(TRABALHO SOLICITADO):
• 1. No trecho sobre a Cultura do Conforto, segundo Naiana Rodrigues, de que lógica vem aquilo que se tem chamado de Cultura do Conforto?
• 2. Copie do trecho sobre a Cultura do Conforto a parte que começa com "Para o psicoterapeuta, esse" e segue até "dentro do ciclo.".

(TRECHO DO DOCUMENTO):

---+---

Escape talvez não seja um problema

Mas o escape não é necessariamente um problema. Conforme Francisco Ilo, tendemos a fugir de situações adversas a nós e mesmo quando, por vários motivos, permanecemos nelas, procuramos meios de amenizá-las. Esse pode ser o caso do conteúdo de conforto. 

“Usando-os dessa forma, as pessoas ficam presas em um ciclo: primeiro começam a maratonar séries e músicas comfort até que chegam ao fim dessas listas ou simplesmente enjoam do conteúdo por um tempo. Então voltam a consumir outros tipos de coisas (com ansiedade ou não) e permanecem assim por um tempo até que se sentem atolados, cansados e hiperestimulados por tanto conteúdo, e então voltam ao conteúdo comfort”.

Para o psicoterapeuta, esse é um exemplo de como ainda não aprendemos meios de lidar com a tecnologia e os conteúdos digitais de forma adequada, e então alternamos entre opostos intensos. Geralmente, as coisas nesse caminho ficam cada vez mais emaranhadas e confusas, com a sensação de estarmos presos dentro do ciclo.

Trocando em miúdos, a Cultura do Conforto pode ser um antídoto à ansiedade? Ou essa é uma impressão perigosa? “Nesse caso, para lidar com ansiedade, o conteúdo comfort entra em cena ao trocar de lugar: sai ansiedade e entra conforto. Acontece que, na troca, eles se esbarram e um adquire um pouco de características do outro. Assim, a ansiedade perde um pouco de efeito e o conforto ganha um pouco de desconforto”.

Se essa troca acontecer muitas vezes, a situação geralmente não fica no zero a zero porque a ansiedade exerce uma força maior, visto que você foge dela e já mantém uma série de estratégias para evitá-la. O conteúdo conforto perde os efeitos; com isso, geralmente você sente mais ansiedade e procura outro conteúdo conforto. 

Seguindo essas mesmas estratégias, o caminho tende a ser sempre o mesmo com todos os outros: você perde os efeitos, começa a evitá-los, e então reduz um pouco mais a vida nessa fuga. Essa ansiedade, de acordo com Ilo, não é ruim. 

“Eu sei que se você a sente em grande intensidade, acha que ela é má; mas ela é a mesma ansiedade que você sente quando se empolga ao fazer algo que quer muito. O caminho para lidar melhor com ela começa parando com a fuga. Um profissional pode ajudar muito”.

É preguiça de inovar?

Por fim, ao voltarmos novamente os olhares para a Indústria Cultural, é possível dizer que a Cultura do Conforto é apenas tendência ou ela tende a ficar cada vez mais forte com o passar do tempo? Que valores serão reforçados na indústria cultural para validar essa permanência? 

Naiana Rodrigues é enfática: “Com esse nome, Cultura do Conforto, talvez seja passageiro, mas a lógica que dá origem ao que se vem chamando de Cultura do Conforto já é antiga: é a lógica da Indústria Cultural, dos contratos de comunicação com o público, do estímulo das culturas de fãs”.

---+---

(DADOS FORNECIDOS):
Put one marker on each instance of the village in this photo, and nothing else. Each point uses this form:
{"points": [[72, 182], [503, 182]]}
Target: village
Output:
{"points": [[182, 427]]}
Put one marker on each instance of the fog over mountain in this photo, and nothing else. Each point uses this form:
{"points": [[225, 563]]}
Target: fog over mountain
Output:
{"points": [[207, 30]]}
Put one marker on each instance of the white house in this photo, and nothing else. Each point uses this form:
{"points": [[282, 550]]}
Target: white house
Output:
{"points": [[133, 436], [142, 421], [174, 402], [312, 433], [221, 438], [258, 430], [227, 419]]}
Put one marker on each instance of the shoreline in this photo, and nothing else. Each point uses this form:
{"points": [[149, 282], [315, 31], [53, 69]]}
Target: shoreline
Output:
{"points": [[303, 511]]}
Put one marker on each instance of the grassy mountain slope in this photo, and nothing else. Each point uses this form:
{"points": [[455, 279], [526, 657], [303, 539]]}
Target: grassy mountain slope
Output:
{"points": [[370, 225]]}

---+---

(LISTA DE RESPOSTAS):
• 1. Vem da lógica da Indústria Cultural, dos contratos de comunicação com o público e do estímulo das culturas de fãs.

• 2.
Para o psicoterapeuta, esse é um exemplo de como ainda não aprendemos meios de lidar com a tecnologia e os conteúdos digitais de forma adequada, e então alternamos entre opostos intensos. Geralmente, as coisas nesse caminho ficam cada vez mais emaranhadas e confusas, com a sensação de estarmos presos dentro do ciclo.